-- START EXCERPTED PASSAGE --

A report is doing the rounds via Twitter and various blogs (e.g. Inquiringminds and pjcjournal) about changes in the European Union in November 2014 that will mean the end of British sovereignty. They also claim that the Prime Minister’s promise to hold an in/out referendum by 2017 is spurious because it would be “illegal” under EU law. Many constituents have contacted their MP about the report, wanting to know if it is true.
The report points to 43 or so areas of EU policy areas that are subject to a system of voting called Qualified Majority Voting or QMV in the EU’s legislative body, the Council, which comprises government ministers from the 28 EU Member States. The report accuses David Cameron of being determined “to delay our referendum beyond that date, tying Britain for ever within the non-democratic, totalitarian and now clearly despotic EU”.
What is Qualified Majority Voting?
The Council can adopt proposals, together with the European Parliament, if it can muster around 74% of the votes that Member States are allocated under a weighted voting system. The Treaty of Nice in 2001 introduced a “demographic verification” element. The number of votes allocated to each Member State was re-weighted, particularly for those with larger populations – such as the UK – to make Council decision-making fairer. In 2007, when the EU reached 27 Members, the qualified majority needed to adopt legislation increased to 255 votes out of a total of 345, representing a majority of Member States (i.e.14). In addition, a Member State could ask for verification that the QM represented at least 62% of the total population of the Union. If not, the decision was not adopted. Since Croatia joined the EU in July 2013, at least 260 votes out of a new total of 352 (approx. 74%) have been required for legislation to be adopted by qualified majority.
QMV has been a feature of EU decision-making since the birth of the EEC in 1957. With various EU Treaty amendments, more EU policy areas have moved from governments agreeing by unanimity to agreeing by QMV, largely so that decisions can be made more easily in an expanding EU and not be held up by a need for consensus. QMV has been particularly useful i adopting laws to establish the single market.
The decision-making procedures in the EU Council are often criticised for lacking transparency (see Library Note 6646, Voting Behaviour in the EU Council, 23 May 2013) and the increased use of QMV does have implications for national sovereignty, because it means individual governments can’t veto proposals they disagree with. However, they do not mean the end of the UK Government or Parliament, as claimed on blogs.

-- END EXCERPTED PASSAGE --
-- START RECORDED INFORMATION --

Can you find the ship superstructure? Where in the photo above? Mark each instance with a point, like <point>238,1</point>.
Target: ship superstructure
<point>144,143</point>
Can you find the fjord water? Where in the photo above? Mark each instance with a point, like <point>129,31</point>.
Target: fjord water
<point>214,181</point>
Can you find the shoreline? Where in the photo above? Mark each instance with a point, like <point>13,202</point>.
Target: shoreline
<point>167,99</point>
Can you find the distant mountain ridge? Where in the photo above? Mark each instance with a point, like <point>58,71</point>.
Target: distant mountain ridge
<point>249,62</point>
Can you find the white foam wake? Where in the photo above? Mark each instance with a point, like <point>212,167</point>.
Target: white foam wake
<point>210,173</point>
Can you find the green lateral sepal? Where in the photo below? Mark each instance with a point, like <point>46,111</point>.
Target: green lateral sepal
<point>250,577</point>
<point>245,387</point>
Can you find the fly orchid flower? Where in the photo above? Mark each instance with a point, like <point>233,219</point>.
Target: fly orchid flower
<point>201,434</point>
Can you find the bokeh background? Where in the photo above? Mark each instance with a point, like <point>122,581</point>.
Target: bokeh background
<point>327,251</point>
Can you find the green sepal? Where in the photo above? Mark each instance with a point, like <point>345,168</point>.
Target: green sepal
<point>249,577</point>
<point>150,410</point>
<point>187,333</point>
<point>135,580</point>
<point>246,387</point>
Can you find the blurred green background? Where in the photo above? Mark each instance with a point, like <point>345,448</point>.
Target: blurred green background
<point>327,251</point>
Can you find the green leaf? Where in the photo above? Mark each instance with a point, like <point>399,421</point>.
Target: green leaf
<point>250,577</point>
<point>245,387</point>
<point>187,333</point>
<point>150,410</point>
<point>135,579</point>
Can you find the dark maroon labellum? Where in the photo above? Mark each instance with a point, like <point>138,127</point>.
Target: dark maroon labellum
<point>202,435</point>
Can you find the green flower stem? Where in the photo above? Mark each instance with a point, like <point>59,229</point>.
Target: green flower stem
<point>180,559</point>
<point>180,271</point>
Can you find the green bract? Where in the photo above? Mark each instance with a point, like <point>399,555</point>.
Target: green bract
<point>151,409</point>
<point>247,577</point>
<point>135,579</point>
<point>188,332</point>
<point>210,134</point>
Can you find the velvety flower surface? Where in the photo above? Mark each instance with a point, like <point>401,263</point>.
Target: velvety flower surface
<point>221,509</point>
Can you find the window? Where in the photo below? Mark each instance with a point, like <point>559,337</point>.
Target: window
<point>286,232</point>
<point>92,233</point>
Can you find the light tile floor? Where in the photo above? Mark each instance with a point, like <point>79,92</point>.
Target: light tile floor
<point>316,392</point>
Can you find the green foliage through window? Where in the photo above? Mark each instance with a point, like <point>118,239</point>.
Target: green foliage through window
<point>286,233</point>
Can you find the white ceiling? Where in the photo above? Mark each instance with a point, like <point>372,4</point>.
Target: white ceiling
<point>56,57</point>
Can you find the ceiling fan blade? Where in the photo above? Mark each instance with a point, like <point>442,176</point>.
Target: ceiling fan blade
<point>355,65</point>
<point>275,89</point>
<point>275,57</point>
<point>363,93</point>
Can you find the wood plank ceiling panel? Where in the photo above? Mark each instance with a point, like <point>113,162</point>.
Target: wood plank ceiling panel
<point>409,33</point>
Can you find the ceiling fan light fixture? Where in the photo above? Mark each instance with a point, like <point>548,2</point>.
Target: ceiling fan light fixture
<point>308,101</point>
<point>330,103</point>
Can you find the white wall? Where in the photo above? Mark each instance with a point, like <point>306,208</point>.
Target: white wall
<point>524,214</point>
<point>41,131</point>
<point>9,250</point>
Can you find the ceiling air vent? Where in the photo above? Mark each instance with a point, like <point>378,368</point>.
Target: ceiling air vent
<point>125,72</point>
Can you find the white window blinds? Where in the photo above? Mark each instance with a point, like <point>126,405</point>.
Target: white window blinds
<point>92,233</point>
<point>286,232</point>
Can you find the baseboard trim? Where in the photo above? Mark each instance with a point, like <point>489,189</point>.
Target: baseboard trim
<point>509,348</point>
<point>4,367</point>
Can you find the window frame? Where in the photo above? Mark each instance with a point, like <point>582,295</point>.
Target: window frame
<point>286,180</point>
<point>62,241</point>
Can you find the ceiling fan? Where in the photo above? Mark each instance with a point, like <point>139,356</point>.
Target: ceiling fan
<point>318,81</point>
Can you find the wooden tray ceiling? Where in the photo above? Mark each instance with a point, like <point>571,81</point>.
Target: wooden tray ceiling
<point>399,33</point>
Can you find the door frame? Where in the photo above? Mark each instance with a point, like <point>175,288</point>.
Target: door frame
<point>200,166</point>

-- END RECORDED INFORMATION --

WRITTEN EXERCISE 1:
Copy out everything from "QMV has been a" down to "the single market." in the text about Qualified Majority Voting, switching "unanimity" for "unanimous agreement".
WRITTEN EXERCISE 2:
According to the text about Qualified Majority Voting, why have more EU policy areas moved from unanimity to QMV?
Rely on the text about Qualified Majority Voting and nothing else.

FINAL ANSWER 1:
QMV has been a feature of EU decision-making since the birth of the EEC in 1957. With various EU Treaty amendments, more EU policy areas have moved from governments agreeing by unanimous agreement to agreeing by QMV, largely so that decisions can be made more easily in an expanding EU and not be held up by a need for consensus. QMV has been particularly useful i adopting laws to establish the single market.

FINAL ANSWER 2:
Largely so that decisions can be made more easily in an expanding EU and are not held up by a need for consensus.